» **Data entries**
━━━━

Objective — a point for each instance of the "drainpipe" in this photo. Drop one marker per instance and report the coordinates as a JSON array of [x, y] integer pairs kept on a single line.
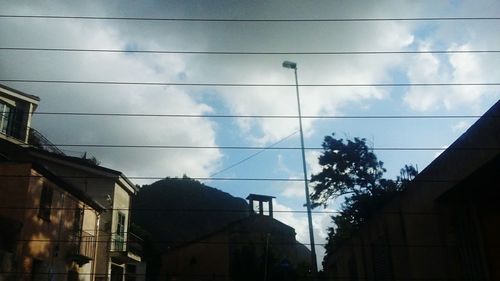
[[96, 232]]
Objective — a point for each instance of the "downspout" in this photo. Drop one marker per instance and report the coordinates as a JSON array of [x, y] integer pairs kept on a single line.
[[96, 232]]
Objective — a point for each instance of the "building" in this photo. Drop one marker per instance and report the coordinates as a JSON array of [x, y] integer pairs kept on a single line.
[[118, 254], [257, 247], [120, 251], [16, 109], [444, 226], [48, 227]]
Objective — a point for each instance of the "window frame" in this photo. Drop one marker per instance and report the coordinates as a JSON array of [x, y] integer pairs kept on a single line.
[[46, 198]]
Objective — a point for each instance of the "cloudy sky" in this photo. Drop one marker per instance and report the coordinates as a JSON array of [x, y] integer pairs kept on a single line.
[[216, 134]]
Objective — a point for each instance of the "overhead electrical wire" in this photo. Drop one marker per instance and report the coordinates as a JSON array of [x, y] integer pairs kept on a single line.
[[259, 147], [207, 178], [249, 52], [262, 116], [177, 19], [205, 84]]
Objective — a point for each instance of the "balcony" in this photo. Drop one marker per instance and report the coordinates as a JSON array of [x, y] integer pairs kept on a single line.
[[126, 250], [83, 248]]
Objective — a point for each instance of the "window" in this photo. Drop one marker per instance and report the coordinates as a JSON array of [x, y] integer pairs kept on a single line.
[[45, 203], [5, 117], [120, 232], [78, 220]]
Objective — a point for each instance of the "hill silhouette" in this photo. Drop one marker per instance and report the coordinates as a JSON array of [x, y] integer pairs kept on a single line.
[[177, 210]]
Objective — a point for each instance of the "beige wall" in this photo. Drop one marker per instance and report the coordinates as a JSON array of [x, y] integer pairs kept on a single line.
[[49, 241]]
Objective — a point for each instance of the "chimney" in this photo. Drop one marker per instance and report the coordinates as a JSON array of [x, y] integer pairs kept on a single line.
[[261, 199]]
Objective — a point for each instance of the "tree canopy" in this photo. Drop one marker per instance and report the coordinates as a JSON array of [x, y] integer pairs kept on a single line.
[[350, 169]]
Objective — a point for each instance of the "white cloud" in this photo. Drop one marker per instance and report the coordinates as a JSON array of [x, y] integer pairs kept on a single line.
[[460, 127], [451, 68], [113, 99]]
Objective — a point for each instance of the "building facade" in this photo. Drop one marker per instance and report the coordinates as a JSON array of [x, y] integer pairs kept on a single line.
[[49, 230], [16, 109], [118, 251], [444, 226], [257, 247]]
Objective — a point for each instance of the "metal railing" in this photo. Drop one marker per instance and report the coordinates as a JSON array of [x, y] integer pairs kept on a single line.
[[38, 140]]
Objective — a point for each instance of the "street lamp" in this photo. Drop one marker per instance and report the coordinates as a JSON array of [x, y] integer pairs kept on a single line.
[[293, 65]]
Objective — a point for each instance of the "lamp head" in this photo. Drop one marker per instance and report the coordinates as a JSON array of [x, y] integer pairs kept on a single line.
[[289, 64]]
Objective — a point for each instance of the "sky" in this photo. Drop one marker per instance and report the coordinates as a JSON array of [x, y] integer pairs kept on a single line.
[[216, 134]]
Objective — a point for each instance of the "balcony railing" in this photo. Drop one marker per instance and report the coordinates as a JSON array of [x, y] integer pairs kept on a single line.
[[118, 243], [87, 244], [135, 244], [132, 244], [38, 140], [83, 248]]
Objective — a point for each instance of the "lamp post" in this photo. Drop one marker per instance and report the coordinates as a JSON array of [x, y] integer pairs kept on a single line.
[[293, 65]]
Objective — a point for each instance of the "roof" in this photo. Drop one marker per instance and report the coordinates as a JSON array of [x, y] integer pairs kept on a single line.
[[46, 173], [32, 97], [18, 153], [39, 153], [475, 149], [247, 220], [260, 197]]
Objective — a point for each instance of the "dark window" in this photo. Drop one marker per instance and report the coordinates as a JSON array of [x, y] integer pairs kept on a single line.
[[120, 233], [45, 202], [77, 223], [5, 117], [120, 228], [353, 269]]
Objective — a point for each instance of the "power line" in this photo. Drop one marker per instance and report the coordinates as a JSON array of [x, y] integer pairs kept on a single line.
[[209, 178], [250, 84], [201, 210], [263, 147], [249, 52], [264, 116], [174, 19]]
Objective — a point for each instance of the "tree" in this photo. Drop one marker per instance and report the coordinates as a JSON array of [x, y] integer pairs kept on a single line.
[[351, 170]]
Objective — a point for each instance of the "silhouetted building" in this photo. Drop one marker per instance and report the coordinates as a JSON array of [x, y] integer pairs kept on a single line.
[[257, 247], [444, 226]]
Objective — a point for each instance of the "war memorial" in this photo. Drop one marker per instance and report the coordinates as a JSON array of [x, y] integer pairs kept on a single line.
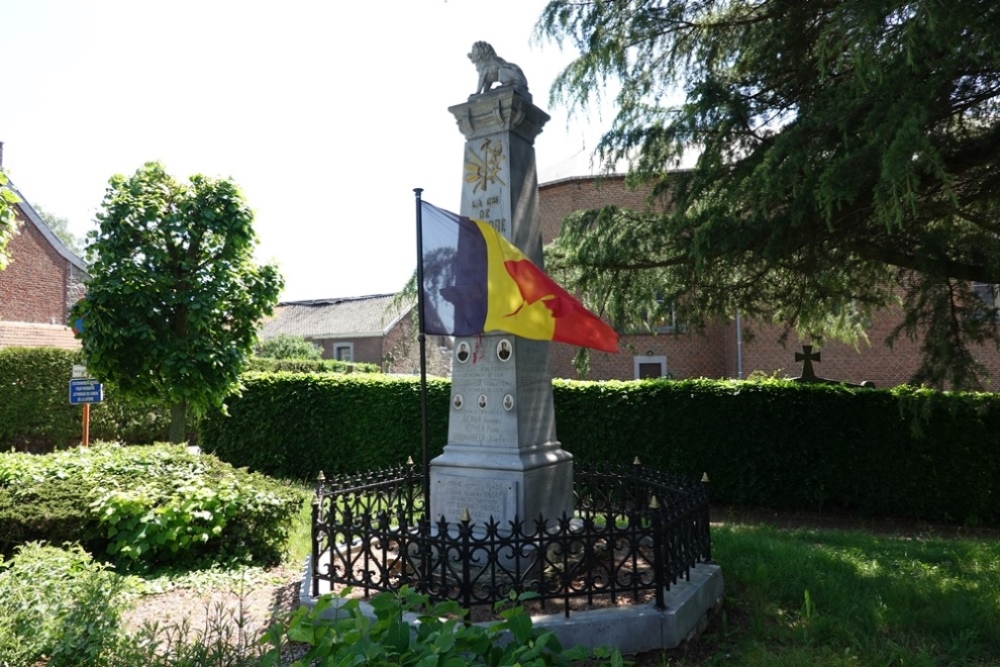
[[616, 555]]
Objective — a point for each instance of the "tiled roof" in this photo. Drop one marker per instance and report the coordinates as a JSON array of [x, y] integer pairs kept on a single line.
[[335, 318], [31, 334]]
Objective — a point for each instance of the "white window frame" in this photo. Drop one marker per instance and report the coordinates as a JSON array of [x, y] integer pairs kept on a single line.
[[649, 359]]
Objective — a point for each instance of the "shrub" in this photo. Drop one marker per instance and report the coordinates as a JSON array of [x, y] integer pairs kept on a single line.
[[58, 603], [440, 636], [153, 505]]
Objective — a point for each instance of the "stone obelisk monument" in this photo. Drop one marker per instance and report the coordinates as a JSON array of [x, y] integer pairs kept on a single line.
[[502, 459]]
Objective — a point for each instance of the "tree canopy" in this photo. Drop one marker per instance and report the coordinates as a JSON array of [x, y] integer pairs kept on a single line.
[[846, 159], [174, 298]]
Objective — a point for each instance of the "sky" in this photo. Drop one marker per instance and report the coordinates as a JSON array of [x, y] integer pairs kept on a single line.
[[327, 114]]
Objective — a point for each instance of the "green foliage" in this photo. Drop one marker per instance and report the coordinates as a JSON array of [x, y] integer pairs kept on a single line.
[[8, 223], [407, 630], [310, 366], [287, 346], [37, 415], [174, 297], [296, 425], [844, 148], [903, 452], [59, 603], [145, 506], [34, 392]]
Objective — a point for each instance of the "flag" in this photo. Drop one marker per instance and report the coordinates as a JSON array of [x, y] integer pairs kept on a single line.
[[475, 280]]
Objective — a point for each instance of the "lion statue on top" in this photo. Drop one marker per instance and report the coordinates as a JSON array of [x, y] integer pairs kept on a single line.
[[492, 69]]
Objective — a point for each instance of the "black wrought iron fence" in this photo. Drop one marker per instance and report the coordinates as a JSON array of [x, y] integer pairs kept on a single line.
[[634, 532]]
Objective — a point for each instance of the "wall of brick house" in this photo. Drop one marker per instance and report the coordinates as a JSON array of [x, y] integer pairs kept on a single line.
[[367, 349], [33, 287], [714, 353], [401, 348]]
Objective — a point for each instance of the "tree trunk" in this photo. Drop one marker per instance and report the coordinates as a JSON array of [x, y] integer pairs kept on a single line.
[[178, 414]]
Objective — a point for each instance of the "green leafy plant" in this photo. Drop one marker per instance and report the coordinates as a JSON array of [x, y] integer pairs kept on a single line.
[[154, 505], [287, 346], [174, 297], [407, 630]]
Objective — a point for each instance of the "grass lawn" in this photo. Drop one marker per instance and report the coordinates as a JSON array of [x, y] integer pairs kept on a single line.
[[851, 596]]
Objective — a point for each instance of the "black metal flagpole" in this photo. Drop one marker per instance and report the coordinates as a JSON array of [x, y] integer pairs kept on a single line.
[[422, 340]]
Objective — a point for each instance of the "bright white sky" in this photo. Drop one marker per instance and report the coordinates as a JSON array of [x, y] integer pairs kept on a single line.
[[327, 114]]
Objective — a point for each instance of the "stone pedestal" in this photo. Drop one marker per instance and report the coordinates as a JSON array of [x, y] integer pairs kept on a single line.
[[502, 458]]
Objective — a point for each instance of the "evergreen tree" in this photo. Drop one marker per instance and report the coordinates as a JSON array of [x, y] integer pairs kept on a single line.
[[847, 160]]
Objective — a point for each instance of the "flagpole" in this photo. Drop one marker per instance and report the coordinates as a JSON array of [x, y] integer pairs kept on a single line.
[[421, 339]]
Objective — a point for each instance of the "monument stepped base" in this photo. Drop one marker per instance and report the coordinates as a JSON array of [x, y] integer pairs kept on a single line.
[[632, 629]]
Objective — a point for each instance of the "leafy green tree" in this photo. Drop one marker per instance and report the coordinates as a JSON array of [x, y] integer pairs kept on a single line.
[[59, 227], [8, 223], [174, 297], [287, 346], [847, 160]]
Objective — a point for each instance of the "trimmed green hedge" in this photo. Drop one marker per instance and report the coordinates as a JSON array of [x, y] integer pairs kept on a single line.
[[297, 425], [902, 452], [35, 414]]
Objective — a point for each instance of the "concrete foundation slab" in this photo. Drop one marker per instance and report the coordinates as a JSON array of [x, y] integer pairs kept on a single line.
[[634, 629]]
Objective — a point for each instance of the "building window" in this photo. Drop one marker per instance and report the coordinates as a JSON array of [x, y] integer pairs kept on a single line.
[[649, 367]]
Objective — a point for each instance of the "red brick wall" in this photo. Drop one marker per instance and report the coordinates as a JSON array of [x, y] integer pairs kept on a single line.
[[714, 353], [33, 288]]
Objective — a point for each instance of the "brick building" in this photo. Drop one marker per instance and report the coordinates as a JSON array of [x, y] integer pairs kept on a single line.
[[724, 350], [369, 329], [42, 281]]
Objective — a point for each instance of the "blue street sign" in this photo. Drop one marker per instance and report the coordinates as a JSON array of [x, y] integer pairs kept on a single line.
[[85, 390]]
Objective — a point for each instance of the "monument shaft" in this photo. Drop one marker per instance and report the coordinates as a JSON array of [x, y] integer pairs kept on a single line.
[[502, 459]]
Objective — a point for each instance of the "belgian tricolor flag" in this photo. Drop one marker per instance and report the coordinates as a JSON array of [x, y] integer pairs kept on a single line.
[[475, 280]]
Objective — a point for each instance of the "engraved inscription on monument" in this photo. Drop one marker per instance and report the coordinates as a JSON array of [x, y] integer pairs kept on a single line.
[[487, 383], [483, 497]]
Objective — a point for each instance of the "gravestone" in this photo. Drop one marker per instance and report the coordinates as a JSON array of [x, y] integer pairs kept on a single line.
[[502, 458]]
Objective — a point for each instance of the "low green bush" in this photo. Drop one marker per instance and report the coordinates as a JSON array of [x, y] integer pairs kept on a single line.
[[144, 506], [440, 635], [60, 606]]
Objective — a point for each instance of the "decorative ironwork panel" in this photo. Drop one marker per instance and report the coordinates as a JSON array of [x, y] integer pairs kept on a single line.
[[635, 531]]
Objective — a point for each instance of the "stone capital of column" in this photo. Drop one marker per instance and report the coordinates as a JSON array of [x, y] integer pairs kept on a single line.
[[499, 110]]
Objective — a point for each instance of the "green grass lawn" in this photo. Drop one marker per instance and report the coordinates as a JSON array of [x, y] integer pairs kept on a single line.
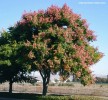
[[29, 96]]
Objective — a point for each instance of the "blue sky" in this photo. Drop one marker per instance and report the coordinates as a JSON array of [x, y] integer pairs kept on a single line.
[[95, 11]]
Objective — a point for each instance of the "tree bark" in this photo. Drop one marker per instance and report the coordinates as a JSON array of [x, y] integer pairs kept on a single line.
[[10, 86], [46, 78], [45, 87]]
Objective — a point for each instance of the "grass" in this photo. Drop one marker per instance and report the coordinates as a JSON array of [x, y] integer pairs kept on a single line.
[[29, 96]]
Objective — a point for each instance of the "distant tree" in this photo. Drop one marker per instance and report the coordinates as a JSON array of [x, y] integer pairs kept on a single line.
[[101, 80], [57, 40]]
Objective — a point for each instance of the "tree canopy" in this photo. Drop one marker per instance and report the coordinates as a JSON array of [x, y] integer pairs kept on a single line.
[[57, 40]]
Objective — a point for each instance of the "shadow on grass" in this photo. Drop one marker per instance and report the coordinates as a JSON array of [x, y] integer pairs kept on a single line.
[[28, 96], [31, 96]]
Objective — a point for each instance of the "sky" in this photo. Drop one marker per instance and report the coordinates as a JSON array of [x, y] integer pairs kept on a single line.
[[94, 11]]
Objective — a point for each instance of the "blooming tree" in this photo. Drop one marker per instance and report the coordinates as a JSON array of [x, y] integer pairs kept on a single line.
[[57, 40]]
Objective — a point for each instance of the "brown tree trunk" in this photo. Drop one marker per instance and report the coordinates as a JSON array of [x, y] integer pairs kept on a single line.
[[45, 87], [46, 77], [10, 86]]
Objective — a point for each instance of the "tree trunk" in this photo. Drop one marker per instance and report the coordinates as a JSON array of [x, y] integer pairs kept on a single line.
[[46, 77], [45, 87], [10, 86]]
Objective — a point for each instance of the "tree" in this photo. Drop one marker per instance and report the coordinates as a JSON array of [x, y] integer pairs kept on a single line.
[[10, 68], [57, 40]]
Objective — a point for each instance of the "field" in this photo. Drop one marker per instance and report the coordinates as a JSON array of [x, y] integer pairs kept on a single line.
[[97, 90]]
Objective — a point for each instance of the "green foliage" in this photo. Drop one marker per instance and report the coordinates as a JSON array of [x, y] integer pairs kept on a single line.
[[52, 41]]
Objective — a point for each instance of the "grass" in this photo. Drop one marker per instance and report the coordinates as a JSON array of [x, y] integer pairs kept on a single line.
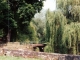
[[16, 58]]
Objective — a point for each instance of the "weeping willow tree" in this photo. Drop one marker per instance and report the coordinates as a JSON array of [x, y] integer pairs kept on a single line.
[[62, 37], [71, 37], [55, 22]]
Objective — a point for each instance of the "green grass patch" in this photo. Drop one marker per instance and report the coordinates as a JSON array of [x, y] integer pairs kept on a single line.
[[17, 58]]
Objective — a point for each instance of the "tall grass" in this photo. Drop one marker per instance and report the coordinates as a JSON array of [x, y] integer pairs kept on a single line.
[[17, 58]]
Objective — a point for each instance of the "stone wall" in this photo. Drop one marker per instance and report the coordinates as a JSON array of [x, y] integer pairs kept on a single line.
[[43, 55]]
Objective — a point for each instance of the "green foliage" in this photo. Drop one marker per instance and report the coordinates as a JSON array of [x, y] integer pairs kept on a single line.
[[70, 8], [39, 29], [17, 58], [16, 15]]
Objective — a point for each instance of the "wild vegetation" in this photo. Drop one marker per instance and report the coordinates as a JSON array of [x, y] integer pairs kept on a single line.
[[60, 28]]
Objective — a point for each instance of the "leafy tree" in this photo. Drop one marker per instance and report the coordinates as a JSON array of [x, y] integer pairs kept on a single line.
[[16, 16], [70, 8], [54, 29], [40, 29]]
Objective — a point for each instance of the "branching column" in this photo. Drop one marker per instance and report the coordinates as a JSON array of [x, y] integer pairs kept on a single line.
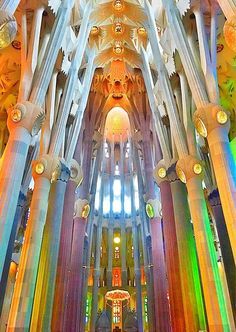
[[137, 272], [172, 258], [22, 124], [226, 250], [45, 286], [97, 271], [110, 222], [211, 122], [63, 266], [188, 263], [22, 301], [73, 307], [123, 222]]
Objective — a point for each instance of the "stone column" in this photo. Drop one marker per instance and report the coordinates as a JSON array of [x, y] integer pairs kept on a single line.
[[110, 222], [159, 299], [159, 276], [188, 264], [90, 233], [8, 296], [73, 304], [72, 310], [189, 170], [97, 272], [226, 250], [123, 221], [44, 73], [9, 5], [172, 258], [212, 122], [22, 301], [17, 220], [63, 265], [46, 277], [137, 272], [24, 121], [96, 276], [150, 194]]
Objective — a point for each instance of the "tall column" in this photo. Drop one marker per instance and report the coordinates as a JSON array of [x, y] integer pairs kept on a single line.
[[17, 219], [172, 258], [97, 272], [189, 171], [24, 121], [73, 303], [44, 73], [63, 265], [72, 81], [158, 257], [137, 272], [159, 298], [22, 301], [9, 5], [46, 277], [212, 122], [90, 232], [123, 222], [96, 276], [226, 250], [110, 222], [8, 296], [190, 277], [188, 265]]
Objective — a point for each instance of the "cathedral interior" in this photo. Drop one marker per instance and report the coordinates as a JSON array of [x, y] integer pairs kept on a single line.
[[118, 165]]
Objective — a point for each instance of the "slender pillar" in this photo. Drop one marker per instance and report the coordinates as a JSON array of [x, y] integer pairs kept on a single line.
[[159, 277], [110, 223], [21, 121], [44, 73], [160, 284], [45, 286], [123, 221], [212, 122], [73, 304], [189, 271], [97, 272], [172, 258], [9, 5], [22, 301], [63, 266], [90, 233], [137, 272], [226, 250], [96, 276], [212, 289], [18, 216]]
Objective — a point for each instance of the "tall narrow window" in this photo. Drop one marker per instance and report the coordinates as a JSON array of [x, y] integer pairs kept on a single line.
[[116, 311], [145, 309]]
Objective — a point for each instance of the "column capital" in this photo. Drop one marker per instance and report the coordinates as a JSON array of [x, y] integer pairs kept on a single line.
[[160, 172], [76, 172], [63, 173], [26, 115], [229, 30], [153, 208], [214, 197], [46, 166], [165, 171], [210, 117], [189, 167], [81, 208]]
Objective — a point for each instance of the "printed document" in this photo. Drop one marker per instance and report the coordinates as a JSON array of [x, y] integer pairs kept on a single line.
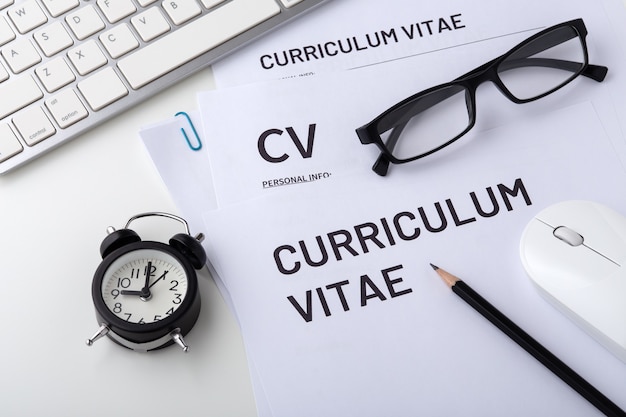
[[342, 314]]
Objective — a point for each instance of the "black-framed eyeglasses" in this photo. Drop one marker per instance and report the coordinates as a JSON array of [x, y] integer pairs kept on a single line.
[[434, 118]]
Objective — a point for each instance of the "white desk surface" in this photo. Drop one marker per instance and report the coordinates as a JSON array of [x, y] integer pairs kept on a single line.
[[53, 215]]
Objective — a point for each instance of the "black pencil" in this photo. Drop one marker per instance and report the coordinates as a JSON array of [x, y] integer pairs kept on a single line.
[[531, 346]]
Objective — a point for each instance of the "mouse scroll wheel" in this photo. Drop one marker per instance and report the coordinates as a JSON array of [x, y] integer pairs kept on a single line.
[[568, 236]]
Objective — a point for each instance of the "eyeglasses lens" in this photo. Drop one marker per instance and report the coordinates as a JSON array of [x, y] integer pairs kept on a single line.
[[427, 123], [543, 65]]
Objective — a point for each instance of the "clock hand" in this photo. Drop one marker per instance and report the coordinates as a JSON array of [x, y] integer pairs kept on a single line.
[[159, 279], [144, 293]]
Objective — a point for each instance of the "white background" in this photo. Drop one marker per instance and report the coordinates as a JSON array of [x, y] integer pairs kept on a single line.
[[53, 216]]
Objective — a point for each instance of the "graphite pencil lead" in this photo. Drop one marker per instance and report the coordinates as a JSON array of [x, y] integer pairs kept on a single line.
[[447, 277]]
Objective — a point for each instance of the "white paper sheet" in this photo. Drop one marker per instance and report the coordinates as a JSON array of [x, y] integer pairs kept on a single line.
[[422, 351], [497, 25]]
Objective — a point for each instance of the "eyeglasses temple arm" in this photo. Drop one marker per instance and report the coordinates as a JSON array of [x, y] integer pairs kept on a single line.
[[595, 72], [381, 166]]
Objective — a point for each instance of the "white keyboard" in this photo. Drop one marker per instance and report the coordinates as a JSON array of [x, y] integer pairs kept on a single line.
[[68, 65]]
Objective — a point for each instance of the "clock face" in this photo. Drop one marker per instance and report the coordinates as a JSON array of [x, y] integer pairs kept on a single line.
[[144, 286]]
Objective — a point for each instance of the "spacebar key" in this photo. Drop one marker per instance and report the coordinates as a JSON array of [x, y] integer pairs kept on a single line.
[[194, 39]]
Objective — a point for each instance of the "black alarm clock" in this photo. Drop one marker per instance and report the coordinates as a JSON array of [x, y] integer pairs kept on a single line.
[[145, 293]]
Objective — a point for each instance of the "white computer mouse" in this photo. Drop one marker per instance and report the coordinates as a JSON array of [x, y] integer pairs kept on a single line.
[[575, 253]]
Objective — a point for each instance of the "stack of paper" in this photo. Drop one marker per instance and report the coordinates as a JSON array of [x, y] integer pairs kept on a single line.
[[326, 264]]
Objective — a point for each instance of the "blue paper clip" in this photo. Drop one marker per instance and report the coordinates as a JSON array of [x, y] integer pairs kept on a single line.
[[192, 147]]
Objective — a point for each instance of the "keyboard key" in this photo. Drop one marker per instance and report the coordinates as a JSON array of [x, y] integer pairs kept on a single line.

━━━━

» **Goal of the exercise**
Give again the lines from the start of the records through the line that contains "[[45, 203], [5, 117], [120, 232], [78, 220]]", including that line, with the same wording. Keep the pictures out of your answer.

» **Response to the task**
Objective — a point for each instance of the "drainpipe" in this photo. Drop one marker per instance and report the coordinates as a JSON array of [x, y] integer pairs kept on a single line.
[[96, 232]]
Objective — a point for each instance of the "downspout" in this photo. Drop one marker per instance and report the coordinates as a JSON array of [x, y] integer pairs kept on a single line.
[[96, 232]]
Objective — a point for each instance of the "building" in this photo. Drop one marker per instance and report the coordinates as a JSON array of [x, y] integer pairs kept on a single line.
[[118, 254], [257, 247], [120, 251], [16, 109], [444, 226], [48, 227]]
Objective — a point for each instance of the "window frame" in this photo. Drop one marker per instance and report the coordinates as a JSON array of [x, y] integer pairs kept on a single line.
[[46, 198]]
Objective — a point for each instance of the "cloudy sky" in this photo. Drop one marker per instance and report the coordinates as a JSON array of [x, y] integer pairs kept on a single line.
[[216, 134]]
Objective — a point for each instance of the "overhead electrical wire" in this photo. Drop one marker per instance and report the coordinates as a JSON array of [x, y] integer pairs kept on a single line.
[[259, 147], [207, 178], [249, 52], [262, 116], [177, 19], [205, 84]]
Objective — a point for each instance of the "balcony" in this photo. Drop one marker per instance and report the coordinates as a JSON array of [x, y] integer pairs kept on a single line.
[[126, 250], [83, 248]]
Objective — a point for each instance of the "window" in this photo. Drop one marker per instance and report the coordinates as a JSON array of [x, y] integer pairs kept on a single line.
[[45, 203], [5, 117], [120, 232], [78, 220]]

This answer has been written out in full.